### AIM OF THE EXERCISE
Reproduce verbatim the part of the data below that begins with the line containing "Target: black shorts" and continues through the end of the data, including both ends.

### PROVIDED DATA

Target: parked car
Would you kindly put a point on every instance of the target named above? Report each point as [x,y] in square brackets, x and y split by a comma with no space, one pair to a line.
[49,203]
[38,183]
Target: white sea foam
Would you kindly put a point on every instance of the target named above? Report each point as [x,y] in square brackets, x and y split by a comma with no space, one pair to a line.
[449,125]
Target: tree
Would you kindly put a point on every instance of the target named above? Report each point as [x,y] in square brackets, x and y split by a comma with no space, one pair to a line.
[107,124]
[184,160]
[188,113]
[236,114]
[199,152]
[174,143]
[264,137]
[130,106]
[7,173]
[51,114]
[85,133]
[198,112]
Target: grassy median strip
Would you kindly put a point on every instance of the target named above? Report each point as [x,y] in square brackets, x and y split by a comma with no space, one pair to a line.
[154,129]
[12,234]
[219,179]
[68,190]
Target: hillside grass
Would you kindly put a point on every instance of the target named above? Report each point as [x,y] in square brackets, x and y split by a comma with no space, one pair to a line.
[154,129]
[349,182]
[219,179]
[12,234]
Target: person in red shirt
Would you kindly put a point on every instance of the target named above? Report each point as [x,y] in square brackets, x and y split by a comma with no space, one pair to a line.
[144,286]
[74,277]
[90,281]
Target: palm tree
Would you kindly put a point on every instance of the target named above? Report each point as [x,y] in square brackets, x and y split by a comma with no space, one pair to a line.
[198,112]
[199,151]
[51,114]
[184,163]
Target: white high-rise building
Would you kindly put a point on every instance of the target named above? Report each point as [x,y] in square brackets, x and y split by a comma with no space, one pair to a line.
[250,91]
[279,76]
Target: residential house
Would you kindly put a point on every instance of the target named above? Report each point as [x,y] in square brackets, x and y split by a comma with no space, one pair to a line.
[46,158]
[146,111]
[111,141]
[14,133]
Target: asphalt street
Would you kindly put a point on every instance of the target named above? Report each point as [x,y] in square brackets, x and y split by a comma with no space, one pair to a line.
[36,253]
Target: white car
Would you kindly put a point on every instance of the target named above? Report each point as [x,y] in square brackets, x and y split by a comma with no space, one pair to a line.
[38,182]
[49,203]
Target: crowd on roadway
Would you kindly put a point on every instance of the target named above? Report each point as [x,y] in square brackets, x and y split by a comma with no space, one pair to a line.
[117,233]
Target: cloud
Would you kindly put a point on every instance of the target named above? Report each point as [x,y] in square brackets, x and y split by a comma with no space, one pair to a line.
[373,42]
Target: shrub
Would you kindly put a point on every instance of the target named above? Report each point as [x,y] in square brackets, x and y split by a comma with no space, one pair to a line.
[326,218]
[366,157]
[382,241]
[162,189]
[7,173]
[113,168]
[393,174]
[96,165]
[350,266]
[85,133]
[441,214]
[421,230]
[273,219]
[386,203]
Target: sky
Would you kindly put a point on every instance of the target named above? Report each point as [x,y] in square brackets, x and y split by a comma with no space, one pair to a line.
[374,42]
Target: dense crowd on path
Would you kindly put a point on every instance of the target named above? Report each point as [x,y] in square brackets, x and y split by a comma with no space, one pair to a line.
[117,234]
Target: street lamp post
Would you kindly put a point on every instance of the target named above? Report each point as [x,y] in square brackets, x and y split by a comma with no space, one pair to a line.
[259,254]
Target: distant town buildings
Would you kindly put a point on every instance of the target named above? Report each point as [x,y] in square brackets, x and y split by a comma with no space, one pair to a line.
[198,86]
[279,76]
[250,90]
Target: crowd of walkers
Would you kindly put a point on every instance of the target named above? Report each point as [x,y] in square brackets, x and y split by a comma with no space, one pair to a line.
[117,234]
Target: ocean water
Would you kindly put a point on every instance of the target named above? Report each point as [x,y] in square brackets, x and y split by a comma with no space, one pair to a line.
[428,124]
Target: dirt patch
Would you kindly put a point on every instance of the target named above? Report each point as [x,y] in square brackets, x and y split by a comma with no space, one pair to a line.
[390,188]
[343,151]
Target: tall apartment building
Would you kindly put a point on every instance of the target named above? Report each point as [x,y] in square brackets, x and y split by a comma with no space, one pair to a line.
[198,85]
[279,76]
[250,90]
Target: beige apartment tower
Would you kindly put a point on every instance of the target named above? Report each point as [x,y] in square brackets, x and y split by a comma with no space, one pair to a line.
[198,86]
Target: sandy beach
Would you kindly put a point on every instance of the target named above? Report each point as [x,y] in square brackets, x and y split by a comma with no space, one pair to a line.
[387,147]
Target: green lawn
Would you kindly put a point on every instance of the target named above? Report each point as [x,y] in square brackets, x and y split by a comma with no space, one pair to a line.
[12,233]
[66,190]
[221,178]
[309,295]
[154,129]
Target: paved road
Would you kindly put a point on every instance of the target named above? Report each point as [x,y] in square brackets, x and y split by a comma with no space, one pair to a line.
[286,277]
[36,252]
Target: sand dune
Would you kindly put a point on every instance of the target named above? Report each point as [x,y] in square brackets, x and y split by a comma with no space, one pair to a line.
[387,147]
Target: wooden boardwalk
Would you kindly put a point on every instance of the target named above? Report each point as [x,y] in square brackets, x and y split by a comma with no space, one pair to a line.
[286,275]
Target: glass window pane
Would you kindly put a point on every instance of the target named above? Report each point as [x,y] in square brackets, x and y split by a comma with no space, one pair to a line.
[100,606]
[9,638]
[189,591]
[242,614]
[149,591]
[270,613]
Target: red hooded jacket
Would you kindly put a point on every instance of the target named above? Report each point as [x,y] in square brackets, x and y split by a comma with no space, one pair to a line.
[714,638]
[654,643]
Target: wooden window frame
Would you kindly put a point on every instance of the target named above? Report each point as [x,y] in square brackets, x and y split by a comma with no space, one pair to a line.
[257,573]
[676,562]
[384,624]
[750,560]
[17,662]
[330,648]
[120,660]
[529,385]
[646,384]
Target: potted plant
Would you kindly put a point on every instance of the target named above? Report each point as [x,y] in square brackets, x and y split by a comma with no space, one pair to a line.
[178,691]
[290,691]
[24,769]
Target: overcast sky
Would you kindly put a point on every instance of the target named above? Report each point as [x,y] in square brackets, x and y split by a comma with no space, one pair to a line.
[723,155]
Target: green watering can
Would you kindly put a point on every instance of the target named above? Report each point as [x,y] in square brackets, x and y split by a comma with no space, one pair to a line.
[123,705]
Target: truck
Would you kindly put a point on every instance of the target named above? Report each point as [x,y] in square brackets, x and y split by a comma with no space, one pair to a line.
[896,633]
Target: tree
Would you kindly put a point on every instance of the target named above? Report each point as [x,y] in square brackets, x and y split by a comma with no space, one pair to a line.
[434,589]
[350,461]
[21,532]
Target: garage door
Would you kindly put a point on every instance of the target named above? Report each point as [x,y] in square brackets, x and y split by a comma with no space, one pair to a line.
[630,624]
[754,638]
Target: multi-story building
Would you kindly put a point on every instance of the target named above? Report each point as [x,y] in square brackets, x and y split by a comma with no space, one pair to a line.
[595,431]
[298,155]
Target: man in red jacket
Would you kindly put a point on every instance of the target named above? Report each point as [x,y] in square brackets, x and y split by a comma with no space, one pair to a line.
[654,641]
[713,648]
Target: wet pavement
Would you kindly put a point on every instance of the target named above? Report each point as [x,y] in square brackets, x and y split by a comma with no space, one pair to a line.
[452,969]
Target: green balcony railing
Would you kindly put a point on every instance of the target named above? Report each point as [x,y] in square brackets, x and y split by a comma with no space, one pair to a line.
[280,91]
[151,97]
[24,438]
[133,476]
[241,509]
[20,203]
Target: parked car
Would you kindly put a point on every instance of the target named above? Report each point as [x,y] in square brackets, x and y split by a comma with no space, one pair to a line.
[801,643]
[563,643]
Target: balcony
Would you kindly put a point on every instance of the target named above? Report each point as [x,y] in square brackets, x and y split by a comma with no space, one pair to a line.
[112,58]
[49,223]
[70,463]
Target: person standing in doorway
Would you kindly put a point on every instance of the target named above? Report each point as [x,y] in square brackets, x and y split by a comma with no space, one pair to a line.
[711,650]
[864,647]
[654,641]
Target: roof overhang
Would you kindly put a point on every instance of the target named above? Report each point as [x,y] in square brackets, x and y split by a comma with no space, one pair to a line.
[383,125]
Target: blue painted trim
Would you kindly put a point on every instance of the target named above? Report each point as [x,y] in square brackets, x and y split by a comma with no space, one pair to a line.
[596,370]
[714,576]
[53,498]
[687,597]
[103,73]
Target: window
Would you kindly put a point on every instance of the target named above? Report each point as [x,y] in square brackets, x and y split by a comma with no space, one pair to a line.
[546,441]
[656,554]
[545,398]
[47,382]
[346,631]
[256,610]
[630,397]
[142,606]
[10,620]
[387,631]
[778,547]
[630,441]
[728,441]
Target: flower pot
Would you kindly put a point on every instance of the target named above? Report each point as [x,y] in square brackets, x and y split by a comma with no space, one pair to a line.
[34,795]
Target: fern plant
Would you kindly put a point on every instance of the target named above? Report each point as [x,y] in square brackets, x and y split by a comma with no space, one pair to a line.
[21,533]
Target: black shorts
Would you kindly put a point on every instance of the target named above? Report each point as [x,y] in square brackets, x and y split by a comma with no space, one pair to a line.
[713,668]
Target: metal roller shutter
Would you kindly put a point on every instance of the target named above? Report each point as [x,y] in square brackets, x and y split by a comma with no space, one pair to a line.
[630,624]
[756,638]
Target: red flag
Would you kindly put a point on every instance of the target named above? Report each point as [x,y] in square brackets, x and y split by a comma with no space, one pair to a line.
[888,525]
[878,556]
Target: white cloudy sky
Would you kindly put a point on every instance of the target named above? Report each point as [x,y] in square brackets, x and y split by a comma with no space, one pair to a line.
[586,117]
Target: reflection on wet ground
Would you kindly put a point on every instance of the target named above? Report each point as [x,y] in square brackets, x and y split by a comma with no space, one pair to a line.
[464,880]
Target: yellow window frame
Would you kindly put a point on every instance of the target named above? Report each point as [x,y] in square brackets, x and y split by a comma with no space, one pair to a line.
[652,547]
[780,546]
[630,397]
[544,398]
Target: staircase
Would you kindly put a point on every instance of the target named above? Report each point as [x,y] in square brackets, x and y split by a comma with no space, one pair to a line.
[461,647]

### SOLUTION TO THIS TASK
Target: black shorts
Would you kindly put a point on every instance of the target named above? Report each point as [x,y] in square brackets, x and y split by a comma with no space, one pair to a line.
[713,668]
Target: metal roller shutter
Would you kindly put a point on every instance of the target named above? Report each point as [x,y] in square brackets, x and y split by a comma with no space, one pair to a line.
[630,624]
[756,638]
Target: red flag
Would you kindly put a point on every instance of the target named above? Report each point as [x,y] in square brackets, x and y split by a comma with no space, one pair to a line.
[888,525]
[878,556]
Target: white cloudy sky
Would you kindly put a point on every instance of the target named above? Report each point as [x,y] in square brackets, x and y split by a comma with no space, one pair to a line.
[586,117]
Target: reflection on wet ground
Would you kindly put a point on every instance of the target named above? Report each point as [x,y] in square brackets, x and y split by a comma with no space, one pair to a line.
[464,880]
Target: yellow window frame
Would you kindly put a point on every instance of the target named above? Report each point as [x,y] in square brackets, x and y split by a comma with no space, one pair to a line.
[652,547]
[780,546]
[630,397]
[544,398]
Target: staircase
Would you kindly put a point on every instance of the target named above? Report each point as [x,y] in square brackets, x and y split by a comma with no space, one pair to a line.
[461,647]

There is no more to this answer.